───── Source records ─────
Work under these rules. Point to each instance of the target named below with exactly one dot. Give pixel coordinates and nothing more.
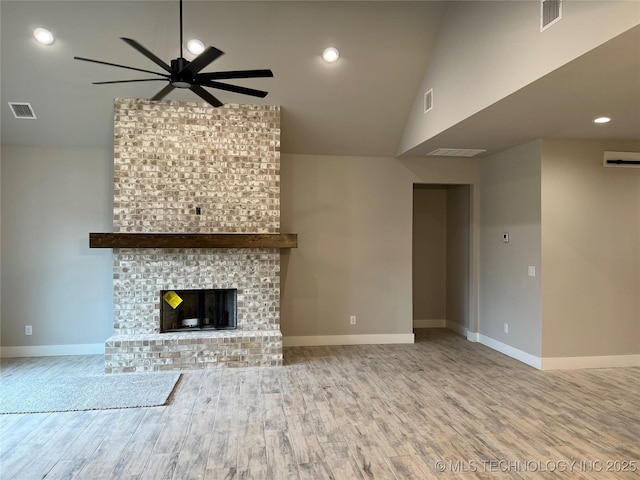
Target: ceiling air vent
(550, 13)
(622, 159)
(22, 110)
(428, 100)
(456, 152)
─────
───── Source records ─────
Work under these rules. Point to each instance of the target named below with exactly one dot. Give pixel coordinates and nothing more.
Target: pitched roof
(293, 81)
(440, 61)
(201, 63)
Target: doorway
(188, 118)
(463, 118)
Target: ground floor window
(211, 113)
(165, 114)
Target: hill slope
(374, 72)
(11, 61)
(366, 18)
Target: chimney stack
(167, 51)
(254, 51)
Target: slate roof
─────
**What to do**
Write out exactly the lines above between the line with "Target: ground floor window" and the line with "Target: slate roof", inclusive, and nothing beyond them.

**Finished exercise**
Target: ground floor window
(211, 113)
(165, 114)
Target: hill slope
(374, 72)
(11, 61)
(366, 18)
Target: chimney stack
(167, 51)
(254, 51)
Target: slate roof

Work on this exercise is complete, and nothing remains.